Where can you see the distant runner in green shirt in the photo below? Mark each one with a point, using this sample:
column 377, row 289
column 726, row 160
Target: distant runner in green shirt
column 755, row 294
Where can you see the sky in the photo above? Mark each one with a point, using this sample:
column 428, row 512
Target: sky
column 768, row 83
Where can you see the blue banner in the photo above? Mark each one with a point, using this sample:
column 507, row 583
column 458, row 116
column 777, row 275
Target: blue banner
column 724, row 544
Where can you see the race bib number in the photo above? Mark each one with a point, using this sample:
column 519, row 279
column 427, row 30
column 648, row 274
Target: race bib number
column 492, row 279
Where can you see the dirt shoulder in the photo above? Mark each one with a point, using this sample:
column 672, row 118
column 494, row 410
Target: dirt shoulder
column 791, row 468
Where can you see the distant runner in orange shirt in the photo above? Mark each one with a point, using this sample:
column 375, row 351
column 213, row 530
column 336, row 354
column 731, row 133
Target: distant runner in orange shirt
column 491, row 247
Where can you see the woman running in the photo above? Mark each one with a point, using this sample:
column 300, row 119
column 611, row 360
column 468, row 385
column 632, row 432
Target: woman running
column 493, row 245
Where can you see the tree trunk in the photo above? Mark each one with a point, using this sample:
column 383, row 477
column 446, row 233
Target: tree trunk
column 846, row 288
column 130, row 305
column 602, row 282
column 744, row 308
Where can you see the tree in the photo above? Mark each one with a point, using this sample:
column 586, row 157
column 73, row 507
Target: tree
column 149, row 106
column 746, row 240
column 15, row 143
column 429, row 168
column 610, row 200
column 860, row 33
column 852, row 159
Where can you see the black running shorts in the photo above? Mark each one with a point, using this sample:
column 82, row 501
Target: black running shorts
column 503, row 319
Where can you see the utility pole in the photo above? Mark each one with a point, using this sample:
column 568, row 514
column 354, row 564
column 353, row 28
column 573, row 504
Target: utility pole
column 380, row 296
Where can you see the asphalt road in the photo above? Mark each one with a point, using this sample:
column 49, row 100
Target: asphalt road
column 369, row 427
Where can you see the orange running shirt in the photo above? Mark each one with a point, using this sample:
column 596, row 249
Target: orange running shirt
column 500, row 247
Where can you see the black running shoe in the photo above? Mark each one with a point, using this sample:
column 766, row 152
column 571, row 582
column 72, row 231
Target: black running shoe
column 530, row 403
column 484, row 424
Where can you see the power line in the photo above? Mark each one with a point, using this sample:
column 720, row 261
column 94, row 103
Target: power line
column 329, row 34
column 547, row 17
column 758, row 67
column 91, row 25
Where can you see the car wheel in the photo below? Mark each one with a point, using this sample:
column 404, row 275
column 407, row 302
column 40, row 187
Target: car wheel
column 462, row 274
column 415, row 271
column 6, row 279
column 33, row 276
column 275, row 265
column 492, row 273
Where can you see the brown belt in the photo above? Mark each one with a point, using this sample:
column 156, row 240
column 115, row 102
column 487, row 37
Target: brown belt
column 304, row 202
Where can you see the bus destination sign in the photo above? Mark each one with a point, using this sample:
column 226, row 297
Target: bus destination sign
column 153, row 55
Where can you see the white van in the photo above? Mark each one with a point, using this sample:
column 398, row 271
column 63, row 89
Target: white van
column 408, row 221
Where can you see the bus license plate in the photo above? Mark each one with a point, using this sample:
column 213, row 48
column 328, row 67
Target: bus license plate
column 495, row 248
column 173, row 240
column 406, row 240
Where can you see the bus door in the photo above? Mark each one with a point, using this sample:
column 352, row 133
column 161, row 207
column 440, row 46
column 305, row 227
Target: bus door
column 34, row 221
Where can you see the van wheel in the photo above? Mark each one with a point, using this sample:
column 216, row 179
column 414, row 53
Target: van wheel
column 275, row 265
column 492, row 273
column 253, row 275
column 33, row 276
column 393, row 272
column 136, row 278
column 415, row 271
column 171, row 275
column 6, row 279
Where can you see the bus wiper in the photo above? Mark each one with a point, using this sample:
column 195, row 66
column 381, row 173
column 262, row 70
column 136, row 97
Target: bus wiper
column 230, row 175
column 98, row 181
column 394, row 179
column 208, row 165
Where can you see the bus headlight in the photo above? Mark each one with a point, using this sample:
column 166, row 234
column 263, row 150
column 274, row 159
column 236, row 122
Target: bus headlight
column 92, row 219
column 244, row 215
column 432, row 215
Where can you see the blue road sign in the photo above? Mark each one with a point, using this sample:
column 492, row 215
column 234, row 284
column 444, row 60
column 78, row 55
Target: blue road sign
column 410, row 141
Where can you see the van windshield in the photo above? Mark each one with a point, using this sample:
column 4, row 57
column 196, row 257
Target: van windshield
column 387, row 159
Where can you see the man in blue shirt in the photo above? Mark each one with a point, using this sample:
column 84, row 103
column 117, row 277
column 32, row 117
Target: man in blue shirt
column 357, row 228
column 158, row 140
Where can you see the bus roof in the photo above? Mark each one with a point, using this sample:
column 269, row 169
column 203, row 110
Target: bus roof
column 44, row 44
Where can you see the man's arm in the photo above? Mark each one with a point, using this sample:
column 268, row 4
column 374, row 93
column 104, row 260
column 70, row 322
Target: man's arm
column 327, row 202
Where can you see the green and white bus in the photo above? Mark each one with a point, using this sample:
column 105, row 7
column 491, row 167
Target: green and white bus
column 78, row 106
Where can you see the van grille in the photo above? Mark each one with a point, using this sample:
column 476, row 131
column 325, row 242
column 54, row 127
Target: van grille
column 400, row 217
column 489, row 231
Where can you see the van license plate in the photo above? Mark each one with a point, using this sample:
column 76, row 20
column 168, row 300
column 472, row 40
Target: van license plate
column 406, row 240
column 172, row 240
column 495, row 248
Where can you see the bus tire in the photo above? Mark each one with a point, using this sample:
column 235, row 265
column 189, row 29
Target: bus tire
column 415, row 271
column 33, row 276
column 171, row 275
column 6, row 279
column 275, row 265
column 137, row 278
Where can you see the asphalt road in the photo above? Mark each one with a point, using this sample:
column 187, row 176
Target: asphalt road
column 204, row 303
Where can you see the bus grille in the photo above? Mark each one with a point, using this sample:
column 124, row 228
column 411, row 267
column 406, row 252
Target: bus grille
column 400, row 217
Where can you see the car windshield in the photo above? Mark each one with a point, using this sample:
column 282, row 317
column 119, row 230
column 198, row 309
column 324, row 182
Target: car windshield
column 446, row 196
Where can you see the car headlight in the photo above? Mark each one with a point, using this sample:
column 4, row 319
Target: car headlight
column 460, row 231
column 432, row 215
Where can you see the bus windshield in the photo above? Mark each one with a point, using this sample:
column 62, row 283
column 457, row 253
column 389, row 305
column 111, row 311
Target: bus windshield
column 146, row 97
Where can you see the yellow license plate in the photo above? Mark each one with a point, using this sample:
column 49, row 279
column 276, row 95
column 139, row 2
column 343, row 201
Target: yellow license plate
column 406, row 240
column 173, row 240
■ ■ ■ ■ ■
__What you have to do__: Reproduce all of the material above, line for line, without changing a word.

__Written answer__:
Where can you see the distant runner in green shirt in the photo below? Mark each one with a point, using this sample:
column 377, row 289
column 726, row 160
Target: distant runner in green shirt
column 755, row 294
Where can you see the sky in the photo above? Mark each one with a point, using this sample:
column 428, row 512
Target: sky
column 768, row 83
Where can you see the blue banner in the photo above? Mark each one with a point, using this sample:
column 507, row 583
column 458, row 116
column 777, row 275
Target: blue banner
column 724, row 544
Where can you see the race bib number in the photo above? Mark each one with a point, using this sample:
column 519, row 279
column 427, row 30
column 648, row 274
Target: race bib number
column 492, row 279
Where can you see the dirt shoulder in the photo above? Mark each one with a point, using this sample:
column 672, row 118
column 494, row 410
Target: dirt shoulder
column 791, row 468
Where can you see the distant runner in orange shirt in the photo above? Mark each one with a point, using this sample:
column 375, row 351
column 213, row 530
column 336, row 354
column 731, row 133
Target: distant runner in orange shirt
column 491, row 247
Where can you see the woman running in the photo above? Mark each one with a point, using this sample:
column 300, row 119
column 611, row 360
column 468, row 385
column 632, row 432
Target: woman running
column 493, row 245
Where can you see the tree trunk in the photo above? Mark each one with a point, using this sample:
column 383, row 477
column 446, row 233
Target: tree trunk
column 846, row 288
column 130, row 305
column 602, row 282
column 744, row 308
Where can you see the tree in the photo above? Mark each one with a point, using this sample:
column 586, row 157
column 73, row 507
Target: tree
column 149, row 106
column 746, row 240
column 15, row 143
column 429, row 168
column 610, row 200
column 860, row 33
column 852, row 159
Where can you see the black running shorts in the photo above? Mark each one with a point, using this sample:
column 82, row 501
Target: black running shorts
column 503, row 319
Where can you see the utility pole in the photo above? Mark each one with a point, using this sample:
column 568, row 514
column 354, row 564
column 353, row 28
column 573, row 504
Target: utility pole
column 380, row 296
Where can you see the asphalt road in the photo above? Mark each one with a point, using this sample:
column 49, row 100
Target: asphalt road
column 369, row 427
Where can you see the orange running shirt in the photo above? Mark each one with a point, using this sample:
column 596, row 249
Target: orange running shirt
column 500, row 247
Where can you see the black running shoe in the photo above? Mark each one with a point, using this sample:
column 766, row 152
column 571, row 582
column 72, row 231
Target: black running shoe
column 530, row 403
column 484, row 424
Where can you see the power line in the photo above? Mark each one with a point, using this sample:
column 720, row 261
column 94, row 103
Target: power line
column 329, row 34
column 547, row 17
column 758, row 67
column 91, row 25
Where can you see the car wheel in the photo below? Mark each one with a point, using this sample:
column 404, row 275
column 407, row 302
column 40, row 187
Target: car wheel
column 462, row 274
column 415, row 271
column 6, row 279
column 33, row 276
column 275, row 265
column 492, row 273
Where can you see the brown belt in the photo above? Mark each one with a point, using this sample:
column 156, row 240
column 115, row 102
column 487, row 37
Target: brown belt
column 304, row 202
Where can you see the bus destination sign in the photo above? Mark each one with a point, using this sample:
column 226, row 297
Target: bus destination sign
column 153, row 55
Where can you see the white van in the photo above? Mark each one with a point, using this sample:
column 398, row 271
column 63, row 89
Target: white van
column 408, row 221
Where can you see the bus license plate in the photo above? Mark each one with a point, using this sample:
column 213, row 48
column 328, row 67
Target: bus license plate
column 495, row 248
column 173, row 240
column 406, row 240
Where can you see the bus door in the photo above? Mark each one with a point, using this sample:
column 352, row 133
column 161, row 207
column 440, row 46
column 305, row 227
Target: bus door
column 34, row 221
Where can you see the van wheel in the photo above? Mark each one with a point, using this sample:
column 216, row 179
column 414, row 53
Target: van wheel
column 275, row 265
column 492, row 273
column 253, row 275
column 33, row 276
column 393, row 272
column 136, row 278
column 415, row 271
column 171, row 275
column 6, row 279
Where can you see the bus wiper in the photo above? Mark each one with a point, using this sample:
column 195, row 66
column 381, row 173
column 262, row 70
column 136, row 97
Target: bus wiper
column 230, row 175
column 98, row 181
column 394, row 179
column 208, row 165
Where can you see the bus headlight in the photo above? Mark each one with a point, using this sample:
column 166, row 234
column 263, row 150
column 274, row 159
column 236, row 122
Target: bus headlight
column 92, row 219
column 244, row 215
column 432, row 215
Where can you see the blue road sign in the photo above? Mark each one with a point, using this sample:
column 492, row 215
column 234, row 284
column 444, row 60
column 78, row 55
Target: blue road sign
column 410, row 141
Where can you see the van windshield in the photo above? Mark each one with a point, using this sample:
column 4, row 57
column 196, row 257
Target: van windshield
column 387, row 159
Where can you see the man in blue shirt in the photo above? Mark each one with a point, using this sample:
column 84, row 103
column 117, row 277
column 32, row 117
Target: man in blue shirt
column 357, row 228
column 158, row 140
Where can you see the bus roof in the photo above? Mark each one with a point, using this sample:
column 269, row 169
column 203, row 110
Target: bus roof
column 44, row 44
Where can you see the man's arm in the photo above? Mark each one with a point, using this sample:
column 268, row 4
column 374, row 93
column 104, row 260
column 70, row 322
Target: man's arm
column 327, row 202
Where can you see the green and white bus in the photo above? Mark each one with a point, using this sample:
column 105, row 7
column 491, row 167
Target: green and white bus
column 78, row 106
Where can you see the van grille in the photo above? Mark each one with a point, using this sample:
column 476, row 131
column 325, row 242
column 54, row 127
Target: van grille
column 400, row 217
column 489, row 231
Where can you see the van license plate in the photo above? Mark each one with a point, using this sample:
column 76, row 20
column 168, row 300
column 472, row 40
Target: van license plate
column 406, row 240
column 172, row 240
column 495, row 248
Where can you see the bus tire in the photo above? Mark each one with a point, using this sample:
column 235, row 265
column 189, row 29
Target: bus tire
column 415, row 271
column 33, row 276
column 171, row 275
column 6, row 279
column 275, row 265
column 137, row 278
Where can you see the asphalt road in the photo above? Mark each one with a point, using this sample:
column 187, row 176
Target: asphalt road
column 204, row 303
Where can you see the bus grille in the photo above? Mark each one with a point, using this sample:
column 124, row 228
column 411, row 267
column 406, row 252
Target: bus grille
column 400, row 217
Where can you see the car windshield in the photo above? Mark each one with a point, using this sample:
column 282, row 317
column 119, row 230
column 198, row 309
column 324, row 182
Target: car windshield
column 446, row 196
Where can you see the car headlight in the photo above? Mark each one with a point, using this sample:
column 4, row 319
Target: car headlight
column 460, row 231
column 432, row 215
Where can you see the bus windshield in the photo above? Mark each one with a point, using this sample:
column 62, row 283
column 457, row 253
column 389, row 305
column 111, row 311
Target: bus windshield
column 146, row 97
Where can you see the yellow license plate in the photo above? Mark each one with a point, using this sample:
column 49, row 279
column 276, row 95
column 139, row 2
column 343, row 201
Target: yellow license plate
column 406, row 240
column 173, row 240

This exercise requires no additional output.